Источник:

== == ==

Что ж столь тяжкий сносить труд за столь малу плату
Я имею и терять золотое время,
Оставляя из дня в день злонравия семя
Из сердца искоренять? Пропадут степени
Пышны и сокровища, как за пусты тени
Басенный пес опустил из зуб кусок мяса.
Добродетель лучшая есть наша украса,
Тишина ума при ней и своя мне воля
Всего драгоценнее. Кому богатств доля
Пала и славы, тех трех благ должен лишиться,
Хоть бы крайней гибели и мог ущититься.
Глупо из младенчества мы обыкли бояться
Нищеты, презрения, и те всего мнятся
Зла горчае; для того бежим мы в другую
Крайность, а должно б в вещах знать меру прямую.
Всяко, однако ж, предел свой дело имеет:
Кто прейдет, кто не дойдет, подобно шалеет.
. . . . . . . . . . . . . . . . . . . .
Можешь без скудости жить, богатств не имея
Лишних и в тихом углу покоен седея;
Можешь славу получить, хоть бы за собою
Полк людей ты не водил, хоть бы пред тобою
Народ шапки не снимал, хоть бы ты таскался
Пеш и один бы слуга тебя лишь боялся.
Мудрая малым прожить природа нас учит
В довольстве, коль лакомство разум наш не мучит.
Достать не трудно доход не велик и сходен
С состоянием твоим; а потом, свободен
От прихотной зависти, там остановися.
Степеням блистающих имен не дивися
И богатств больших; живи тих, ища, что честно,
Что и тебе и другим пользует нелестно
К нравов исправлению; слава твоя вечно
Между добрыми людьми жить будет, конечно.
Да хоть бы неведом дни скончал и по смерти
Свету остался забыт; силен ты был стерти
Зуб зависти, ни трудов твоих мзда пропала:
Добрым быть собою мзда есть уже немала.
 

Вот еще несколько мыслей; они почерпнуты из сатиры «О воспитании». Вы увидите, что Кантемир имел самые основательные понятия о сем важном предмете, и некоторые мысли его должны быть аксиомами для всякого воспитателя * .

Начало сатиры прекрасно. Это VII, писанная к князю Никите Юрьевичу Трубецкому. * Если придет мне в голову уверять ханжу, говорит сатирик, что он одним постом и молитвою не войдет в рай, то он,

 
Вспылав, ревность наградит мою сим ответом:
«Напрасно, молокосос, суешься с советом».
И дело он говорит. Еще я тридцатый
Не видел возврат зимы, еще черноватый
Ни один на голове волос не седеет,
Мне ли в таком возрасте поправлять довлеет
Седых, пожилых людей, кои чтут с очками
И чуть три зуба сберечь могли за губами;
Кои помнят мор в Москве и как сего года
Дела Чигиринского сказуют похода?

== == ==

Записанные данные:
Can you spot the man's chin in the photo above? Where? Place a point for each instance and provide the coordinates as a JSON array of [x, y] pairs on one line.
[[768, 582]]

== == ==

Письменное задание A: Перепишите из источника без изменений фрагмент от слов «Вспылав, ревность наградит» до слов «Чигиринского сказуют похода?» включительно.
Письменное задание B: Кому, согласно источнику, писана седьмая сатира?

Правильный ответ A:
Вспылав, ревность наградит мою сим ответом:
«Напрасно, молокосос, суешься с советом».
И дело он говорит. Еще я тридцатый
Не видел возврат зимы, еще черноватый
Ни один на голове волос не седеет,
Мне ли в таком возрасте поправлять довлеет
Седых, пожилых людей, кои чтут с очками
И чуть три зуба сберечь могли за губами;
Кои помнят мор в Москве и как сего года
Дела Чигиринского сказуют похода?

Правильный ответ B: Князю Никите Юрьевичу Трубецкому.